-- Start TEXT PASSAGE --

- Born: 17 February 2007 (age 19) San Daniele del Friuli, Italy

Gymnastics career
- Discipline: Rhythmic gymnastics
- Country represented: Italy; (2020–present);
- Former countries represented: Slovenia
- Club: Associazione Sportiva Udinese
- Head coach: Špela Dragaš
- Eponymous skills: The Dragas: a 360 degree turning Arabesque, free leg horizontal backward with help, and with horizontal backbend
- Medal record
| Event | 1st | 2nd | 3rd |
| European Championships | 1 | 1 | 0 |
| European Cup | 0 | 2 | 2 |
| World Cup | 1 | 2 | 3 |
| FIG World Challenge Cup | 2 | 1 | 2 |
| Grand Prix | 3 | 8 | 5 |
| Junior European Championships | 0 | 1 | 0 |
| Total | 7 | 15 | 12 |
Rhythmic Gymnastics
Representing Italy
European Championships
| Gold medal – first place | 2025 Tallinn | Team |
| Silver medal – second place | 2024 Budapest | Team |
European Cup
| Silver medal – second place | 2025 Baku | Clubs |
| Silver medal – second place | 2025 Baku | Ribbon |
| Bronze medal – third place | 2025 Baku | Hoop |
| Bronze medal – third place | 2026 Baku | Ribbon |
Grand Prix Final
| Gold medal – first place | 2025 Brno | Ribbon |
| Silver medal – second place | 2025 Brno | All-Around |
| Silver medal – second place | 2025 Brno | Hoop |
| Bronze medal – third place | 2025 Brno | Ball |
| Bronze medal – third place | 2025 Brno | Clubs |
Junior European Championships
| Silver medal – second place | 2022 Tel Aviv | Ribbon |

= Tara Dragas =

Italian rhythmic gymnast

Tara Dragas (born 17 February 2007) is an Italian individual rhythmic gymnast of Montenegrin-Slovenian descent. She is the 2022 European ribbon junior silver medalist.

At the national level, she is a two-time (2025, 2026) Italian all-around silver medalist, the 2022 Italian Junior champion and a two-time (2020, 2021) Italian Junior silver medalist.

== Personal life ==
Her mother, Špela Dragaš, is her coach and also the head coach of the Associazione Sportiva Udinese, where Dragas trains. Her father, Sasha Dragas, is a Croatian born Montenegrin singer and actor from the village of Dragaši. She has an older brother, Marko. Her maternal family comes from the Slovene minority in Italy. She fluently speaks three languages: Italian, Slovenian, and English.

-- End TEXT PASSAGE --

# BRIEF A
Count the lines of the records that contain the string "grassy", treating uppercase and lowercase as different, and give only that number.

-- Start AVAILABLE RECORDS --

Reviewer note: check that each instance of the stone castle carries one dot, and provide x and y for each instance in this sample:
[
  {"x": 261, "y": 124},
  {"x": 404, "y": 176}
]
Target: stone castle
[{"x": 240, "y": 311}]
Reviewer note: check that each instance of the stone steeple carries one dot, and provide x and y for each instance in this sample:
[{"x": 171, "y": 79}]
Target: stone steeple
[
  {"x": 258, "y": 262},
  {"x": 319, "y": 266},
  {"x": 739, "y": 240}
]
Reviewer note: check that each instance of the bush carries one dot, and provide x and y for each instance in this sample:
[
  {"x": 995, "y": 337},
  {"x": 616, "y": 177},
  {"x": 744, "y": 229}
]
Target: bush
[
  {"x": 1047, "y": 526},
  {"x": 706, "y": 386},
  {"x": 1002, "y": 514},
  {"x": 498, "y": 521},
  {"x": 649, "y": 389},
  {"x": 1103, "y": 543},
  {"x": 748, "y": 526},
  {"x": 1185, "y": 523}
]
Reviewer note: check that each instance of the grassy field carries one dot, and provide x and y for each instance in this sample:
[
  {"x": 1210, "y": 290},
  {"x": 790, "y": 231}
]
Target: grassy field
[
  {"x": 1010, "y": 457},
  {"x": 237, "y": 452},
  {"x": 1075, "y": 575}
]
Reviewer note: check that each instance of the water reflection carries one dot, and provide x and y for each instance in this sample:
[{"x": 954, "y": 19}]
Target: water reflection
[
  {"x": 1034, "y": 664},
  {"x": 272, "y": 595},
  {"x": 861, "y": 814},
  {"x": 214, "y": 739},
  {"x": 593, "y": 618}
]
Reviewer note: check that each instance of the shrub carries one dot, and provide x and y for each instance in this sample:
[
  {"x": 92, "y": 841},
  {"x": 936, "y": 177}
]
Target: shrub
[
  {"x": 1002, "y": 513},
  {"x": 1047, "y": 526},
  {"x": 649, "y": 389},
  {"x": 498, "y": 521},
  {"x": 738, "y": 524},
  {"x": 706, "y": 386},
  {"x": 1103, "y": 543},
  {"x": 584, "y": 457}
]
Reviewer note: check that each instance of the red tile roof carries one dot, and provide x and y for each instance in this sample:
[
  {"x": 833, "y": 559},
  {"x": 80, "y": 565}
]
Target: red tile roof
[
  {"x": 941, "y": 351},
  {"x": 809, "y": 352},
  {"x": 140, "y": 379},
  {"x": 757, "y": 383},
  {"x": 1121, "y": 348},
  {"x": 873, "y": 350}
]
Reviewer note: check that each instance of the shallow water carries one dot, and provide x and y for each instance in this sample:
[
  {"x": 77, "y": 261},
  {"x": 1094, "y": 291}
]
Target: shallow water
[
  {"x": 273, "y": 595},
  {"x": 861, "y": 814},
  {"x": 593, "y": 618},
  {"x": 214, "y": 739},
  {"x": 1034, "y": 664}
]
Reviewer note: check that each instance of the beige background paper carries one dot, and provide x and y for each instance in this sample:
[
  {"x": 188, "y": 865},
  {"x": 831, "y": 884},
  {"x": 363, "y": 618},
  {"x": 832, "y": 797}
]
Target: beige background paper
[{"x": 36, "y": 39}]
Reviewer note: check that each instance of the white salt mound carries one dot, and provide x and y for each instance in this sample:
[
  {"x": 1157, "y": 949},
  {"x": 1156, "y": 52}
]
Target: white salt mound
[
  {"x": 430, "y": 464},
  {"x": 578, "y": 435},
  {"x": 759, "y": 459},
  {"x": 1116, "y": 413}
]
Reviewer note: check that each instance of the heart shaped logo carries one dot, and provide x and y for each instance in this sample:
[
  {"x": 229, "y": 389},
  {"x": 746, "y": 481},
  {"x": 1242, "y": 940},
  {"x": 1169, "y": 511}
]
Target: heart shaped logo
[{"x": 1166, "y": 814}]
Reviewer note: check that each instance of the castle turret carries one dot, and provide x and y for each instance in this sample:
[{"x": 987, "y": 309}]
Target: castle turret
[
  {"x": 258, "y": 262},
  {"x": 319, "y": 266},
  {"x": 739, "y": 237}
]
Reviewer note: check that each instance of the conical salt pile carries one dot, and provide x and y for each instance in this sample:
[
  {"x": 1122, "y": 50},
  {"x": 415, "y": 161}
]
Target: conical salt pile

-- End AVAILABLE RECORDS --

# BRIEF B
In the gymnast biography, which three languages does Tara Dragas speak fluently?

# TASK RESULT A
2

# TASK RESULT B
Italian, Slovenian, and English.